[Begin LISTED RECORDS]

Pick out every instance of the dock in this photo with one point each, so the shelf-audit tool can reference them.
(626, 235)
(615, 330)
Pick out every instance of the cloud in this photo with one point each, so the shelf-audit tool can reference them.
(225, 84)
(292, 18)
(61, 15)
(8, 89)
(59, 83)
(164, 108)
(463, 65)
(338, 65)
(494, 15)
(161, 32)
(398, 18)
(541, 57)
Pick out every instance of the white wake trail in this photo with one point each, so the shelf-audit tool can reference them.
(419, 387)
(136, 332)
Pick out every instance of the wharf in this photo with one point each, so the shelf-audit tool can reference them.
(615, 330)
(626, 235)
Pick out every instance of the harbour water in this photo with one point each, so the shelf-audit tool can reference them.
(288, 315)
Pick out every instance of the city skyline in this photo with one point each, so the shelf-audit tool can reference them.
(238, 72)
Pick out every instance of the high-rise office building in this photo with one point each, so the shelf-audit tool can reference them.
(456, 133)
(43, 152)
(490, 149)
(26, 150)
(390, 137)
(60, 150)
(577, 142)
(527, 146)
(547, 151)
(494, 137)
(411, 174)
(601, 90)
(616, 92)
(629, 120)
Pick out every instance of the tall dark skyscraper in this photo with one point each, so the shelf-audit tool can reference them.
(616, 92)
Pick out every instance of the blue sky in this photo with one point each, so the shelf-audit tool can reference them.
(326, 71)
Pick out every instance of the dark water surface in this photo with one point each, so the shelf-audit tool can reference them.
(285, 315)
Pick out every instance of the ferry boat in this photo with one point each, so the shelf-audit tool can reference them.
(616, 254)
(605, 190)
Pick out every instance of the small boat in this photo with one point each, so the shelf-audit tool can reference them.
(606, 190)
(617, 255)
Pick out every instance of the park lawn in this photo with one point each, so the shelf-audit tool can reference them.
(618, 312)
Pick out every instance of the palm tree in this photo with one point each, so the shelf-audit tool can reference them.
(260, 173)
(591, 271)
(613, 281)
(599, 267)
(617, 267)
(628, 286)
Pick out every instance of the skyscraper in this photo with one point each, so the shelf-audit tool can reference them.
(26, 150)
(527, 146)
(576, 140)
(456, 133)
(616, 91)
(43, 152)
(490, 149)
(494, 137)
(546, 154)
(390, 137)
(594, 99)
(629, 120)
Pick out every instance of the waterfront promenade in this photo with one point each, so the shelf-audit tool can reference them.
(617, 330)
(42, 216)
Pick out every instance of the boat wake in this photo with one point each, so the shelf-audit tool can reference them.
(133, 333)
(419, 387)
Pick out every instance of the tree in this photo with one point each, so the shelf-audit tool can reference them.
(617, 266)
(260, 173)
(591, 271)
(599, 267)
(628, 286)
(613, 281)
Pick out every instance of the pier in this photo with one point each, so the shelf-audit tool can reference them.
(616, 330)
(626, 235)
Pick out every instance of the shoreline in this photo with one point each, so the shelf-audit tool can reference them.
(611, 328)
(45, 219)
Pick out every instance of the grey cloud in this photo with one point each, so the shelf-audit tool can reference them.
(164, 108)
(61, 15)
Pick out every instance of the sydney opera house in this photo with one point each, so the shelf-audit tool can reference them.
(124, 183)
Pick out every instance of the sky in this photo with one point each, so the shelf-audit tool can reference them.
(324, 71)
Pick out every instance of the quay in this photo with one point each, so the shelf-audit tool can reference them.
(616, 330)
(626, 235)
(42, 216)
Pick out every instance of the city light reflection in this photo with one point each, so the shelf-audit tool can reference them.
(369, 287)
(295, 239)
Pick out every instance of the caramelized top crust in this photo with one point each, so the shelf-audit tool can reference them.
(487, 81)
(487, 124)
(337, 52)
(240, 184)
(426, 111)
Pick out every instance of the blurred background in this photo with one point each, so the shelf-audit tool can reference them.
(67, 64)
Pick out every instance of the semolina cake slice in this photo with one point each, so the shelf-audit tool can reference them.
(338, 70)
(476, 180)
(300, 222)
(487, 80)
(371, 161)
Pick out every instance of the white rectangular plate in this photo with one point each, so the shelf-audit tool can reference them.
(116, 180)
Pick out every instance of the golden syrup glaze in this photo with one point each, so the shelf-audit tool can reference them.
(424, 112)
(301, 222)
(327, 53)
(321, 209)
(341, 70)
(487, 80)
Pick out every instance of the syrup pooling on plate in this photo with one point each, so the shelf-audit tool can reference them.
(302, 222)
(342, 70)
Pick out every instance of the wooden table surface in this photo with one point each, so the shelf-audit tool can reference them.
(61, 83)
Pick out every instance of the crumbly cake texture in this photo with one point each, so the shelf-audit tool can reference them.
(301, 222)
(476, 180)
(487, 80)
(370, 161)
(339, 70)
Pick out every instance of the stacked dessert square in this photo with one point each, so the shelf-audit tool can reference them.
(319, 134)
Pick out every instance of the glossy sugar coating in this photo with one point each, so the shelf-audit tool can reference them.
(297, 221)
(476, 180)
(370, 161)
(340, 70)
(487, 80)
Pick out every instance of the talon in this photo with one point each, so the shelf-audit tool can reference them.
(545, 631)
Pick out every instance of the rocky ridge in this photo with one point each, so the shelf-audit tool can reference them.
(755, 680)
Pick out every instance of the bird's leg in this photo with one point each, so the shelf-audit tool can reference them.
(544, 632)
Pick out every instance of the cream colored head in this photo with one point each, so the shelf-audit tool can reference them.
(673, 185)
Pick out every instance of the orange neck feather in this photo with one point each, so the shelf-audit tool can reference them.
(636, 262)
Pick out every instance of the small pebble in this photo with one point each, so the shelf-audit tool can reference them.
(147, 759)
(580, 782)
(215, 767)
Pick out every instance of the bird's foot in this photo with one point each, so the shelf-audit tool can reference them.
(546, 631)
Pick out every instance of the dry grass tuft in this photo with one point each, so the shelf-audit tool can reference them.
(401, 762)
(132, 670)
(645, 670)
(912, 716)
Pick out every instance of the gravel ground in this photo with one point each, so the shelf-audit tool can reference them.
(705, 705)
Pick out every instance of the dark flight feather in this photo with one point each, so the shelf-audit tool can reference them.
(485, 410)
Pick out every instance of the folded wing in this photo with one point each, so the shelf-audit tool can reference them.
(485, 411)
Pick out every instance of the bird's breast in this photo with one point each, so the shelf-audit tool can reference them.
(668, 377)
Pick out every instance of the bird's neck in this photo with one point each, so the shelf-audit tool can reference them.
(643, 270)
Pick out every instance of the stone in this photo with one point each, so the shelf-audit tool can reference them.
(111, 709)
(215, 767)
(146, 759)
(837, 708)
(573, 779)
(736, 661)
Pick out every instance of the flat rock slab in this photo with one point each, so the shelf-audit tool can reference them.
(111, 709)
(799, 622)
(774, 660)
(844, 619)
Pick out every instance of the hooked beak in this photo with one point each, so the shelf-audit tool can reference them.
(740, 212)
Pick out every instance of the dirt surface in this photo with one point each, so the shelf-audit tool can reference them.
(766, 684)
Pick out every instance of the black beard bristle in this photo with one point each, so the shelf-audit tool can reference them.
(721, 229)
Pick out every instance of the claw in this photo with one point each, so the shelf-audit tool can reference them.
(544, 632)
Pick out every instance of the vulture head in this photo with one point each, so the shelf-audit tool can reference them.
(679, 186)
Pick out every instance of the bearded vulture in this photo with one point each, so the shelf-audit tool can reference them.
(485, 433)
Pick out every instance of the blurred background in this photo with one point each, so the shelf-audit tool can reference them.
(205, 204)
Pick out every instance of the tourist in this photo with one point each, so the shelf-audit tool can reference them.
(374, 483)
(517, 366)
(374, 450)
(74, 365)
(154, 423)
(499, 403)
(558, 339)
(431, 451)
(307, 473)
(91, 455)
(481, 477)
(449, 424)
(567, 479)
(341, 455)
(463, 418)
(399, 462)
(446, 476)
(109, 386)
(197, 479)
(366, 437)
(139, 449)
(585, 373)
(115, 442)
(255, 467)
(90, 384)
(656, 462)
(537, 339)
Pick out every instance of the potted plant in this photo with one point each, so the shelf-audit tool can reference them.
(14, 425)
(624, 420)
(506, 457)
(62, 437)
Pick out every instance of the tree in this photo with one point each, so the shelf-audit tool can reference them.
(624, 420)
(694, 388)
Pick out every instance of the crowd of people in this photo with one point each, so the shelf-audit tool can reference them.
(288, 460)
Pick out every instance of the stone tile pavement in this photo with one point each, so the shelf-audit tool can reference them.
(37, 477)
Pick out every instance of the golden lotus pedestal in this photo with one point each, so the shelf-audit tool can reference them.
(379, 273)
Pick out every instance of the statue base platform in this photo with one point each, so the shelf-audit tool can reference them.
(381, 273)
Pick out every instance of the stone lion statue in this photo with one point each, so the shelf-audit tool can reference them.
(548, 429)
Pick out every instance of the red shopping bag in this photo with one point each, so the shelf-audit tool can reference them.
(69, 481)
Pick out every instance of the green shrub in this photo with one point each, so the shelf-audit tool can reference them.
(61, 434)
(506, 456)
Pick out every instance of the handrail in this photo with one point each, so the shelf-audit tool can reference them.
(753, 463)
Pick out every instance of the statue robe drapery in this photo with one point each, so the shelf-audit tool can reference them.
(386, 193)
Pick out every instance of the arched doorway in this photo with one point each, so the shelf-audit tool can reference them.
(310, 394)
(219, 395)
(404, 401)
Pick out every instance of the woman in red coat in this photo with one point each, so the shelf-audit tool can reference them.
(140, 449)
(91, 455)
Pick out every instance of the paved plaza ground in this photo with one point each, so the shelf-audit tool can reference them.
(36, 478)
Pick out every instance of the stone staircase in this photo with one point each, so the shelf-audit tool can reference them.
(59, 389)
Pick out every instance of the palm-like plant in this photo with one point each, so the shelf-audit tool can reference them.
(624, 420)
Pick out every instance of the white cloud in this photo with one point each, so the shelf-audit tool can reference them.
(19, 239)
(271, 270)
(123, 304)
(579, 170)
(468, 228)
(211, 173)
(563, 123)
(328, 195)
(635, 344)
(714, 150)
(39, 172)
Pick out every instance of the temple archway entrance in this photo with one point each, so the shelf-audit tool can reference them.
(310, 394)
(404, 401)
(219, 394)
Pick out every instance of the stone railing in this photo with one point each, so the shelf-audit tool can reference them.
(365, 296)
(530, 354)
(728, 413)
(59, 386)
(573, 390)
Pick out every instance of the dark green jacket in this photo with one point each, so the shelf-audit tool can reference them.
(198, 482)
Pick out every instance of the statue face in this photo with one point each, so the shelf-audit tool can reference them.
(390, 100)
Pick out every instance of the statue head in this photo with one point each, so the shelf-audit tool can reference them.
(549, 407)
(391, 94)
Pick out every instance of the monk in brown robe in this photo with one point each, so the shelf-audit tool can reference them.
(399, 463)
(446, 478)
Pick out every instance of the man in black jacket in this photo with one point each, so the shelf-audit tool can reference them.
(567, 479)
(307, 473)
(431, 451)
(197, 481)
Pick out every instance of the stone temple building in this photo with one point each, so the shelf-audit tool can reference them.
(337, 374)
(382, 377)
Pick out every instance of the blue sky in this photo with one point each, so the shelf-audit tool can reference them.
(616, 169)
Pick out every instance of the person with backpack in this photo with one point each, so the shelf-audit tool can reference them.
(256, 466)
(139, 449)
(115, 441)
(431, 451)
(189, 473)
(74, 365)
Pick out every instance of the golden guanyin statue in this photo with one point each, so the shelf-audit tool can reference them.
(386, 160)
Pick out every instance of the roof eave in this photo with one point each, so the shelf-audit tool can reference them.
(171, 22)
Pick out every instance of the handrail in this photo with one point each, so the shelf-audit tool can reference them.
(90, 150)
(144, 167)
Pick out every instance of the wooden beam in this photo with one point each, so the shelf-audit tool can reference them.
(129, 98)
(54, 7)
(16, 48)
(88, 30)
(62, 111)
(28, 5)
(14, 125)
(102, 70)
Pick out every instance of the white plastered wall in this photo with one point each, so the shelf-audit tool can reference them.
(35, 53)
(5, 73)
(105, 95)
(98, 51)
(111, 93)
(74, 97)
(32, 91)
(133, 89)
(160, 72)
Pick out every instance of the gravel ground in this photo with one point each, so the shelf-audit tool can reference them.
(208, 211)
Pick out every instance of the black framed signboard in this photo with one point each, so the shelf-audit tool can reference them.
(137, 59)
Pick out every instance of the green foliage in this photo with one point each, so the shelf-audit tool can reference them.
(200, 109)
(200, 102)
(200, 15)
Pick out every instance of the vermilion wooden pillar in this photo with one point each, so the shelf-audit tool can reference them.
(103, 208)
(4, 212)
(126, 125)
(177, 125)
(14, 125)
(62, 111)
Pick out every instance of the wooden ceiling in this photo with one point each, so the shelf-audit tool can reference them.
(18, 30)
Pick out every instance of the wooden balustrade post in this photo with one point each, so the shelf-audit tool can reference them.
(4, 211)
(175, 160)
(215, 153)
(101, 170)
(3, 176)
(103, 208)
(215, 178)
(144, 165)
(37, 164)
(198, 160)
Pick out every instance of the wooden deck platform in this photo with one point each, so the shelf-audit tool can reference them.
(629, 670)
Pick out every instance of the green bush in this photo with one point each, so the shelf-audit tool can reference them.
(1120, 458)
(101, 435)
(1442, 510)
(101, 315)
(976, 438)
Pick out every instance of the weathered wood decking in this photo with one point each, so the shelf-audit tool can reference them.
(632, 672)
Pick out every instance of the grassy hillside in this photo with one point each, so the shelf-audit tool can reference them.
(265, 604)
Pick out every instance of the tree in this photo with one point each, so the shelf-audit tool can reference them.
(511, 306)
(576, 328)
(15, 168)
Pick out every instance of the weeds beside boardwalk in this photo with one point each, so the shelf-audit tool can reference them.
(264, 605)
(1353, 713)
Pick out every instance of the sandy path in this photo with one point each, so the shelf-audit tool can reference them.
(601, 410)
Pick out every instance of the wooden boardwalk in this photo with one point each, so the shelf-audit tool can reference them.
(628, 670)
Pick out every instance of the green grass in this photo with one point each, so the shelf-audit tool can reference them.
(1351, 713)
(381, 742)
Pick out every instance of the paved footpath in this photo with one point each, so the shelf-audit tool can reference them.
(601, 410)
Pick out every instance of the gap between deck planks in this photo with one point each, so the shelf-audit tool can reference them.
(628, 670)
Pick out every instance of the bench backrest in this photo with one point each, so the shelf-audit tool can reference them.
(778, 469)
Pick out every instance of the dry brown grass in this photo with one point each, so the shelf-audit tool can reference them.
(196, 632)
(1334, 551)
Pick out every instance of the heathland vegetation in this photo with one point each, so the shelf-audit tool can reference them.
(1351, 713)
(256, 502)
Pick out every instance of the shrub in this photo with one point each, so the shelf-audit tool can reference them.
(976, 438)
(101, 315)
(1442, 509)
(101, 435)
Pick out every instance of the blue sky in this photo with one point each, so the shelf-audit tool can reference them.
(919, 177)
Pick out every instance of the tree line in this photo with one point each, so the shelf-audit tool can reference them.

[End LISTED RECORDS]

| DIRECTIONS FOR THIS TASK |
Write out once more the lines above beginning at the line with "Pick out every instance of the dry brown"; continue through the final line and stop there.

| ANSWER TO THIS PROBLEM |
Pick out every instance of the dry brown grass in this photo with one point each, so the shelf-audit tool can reference them.
(196, 632)
(1334, 551)
Pick out every instance of the heathland vegetation in this photo with one point each, so the shelf-audit tool can reference them.
(1351, 713)
(256, 502)
Pick out every instance of the shrub in this photo with one point each, so the shelf-audit tool can reference them.
(976, 438)
(101, 315)
(1442, 509)
(101, 435)
Pick out every instance of the blue sky in this photo with one point each, so the shelf-audit tool can reference them.
(919, 177)
Pick out every instance of the tree line in this photo with one point each, so the shelf-audit tool can reference them.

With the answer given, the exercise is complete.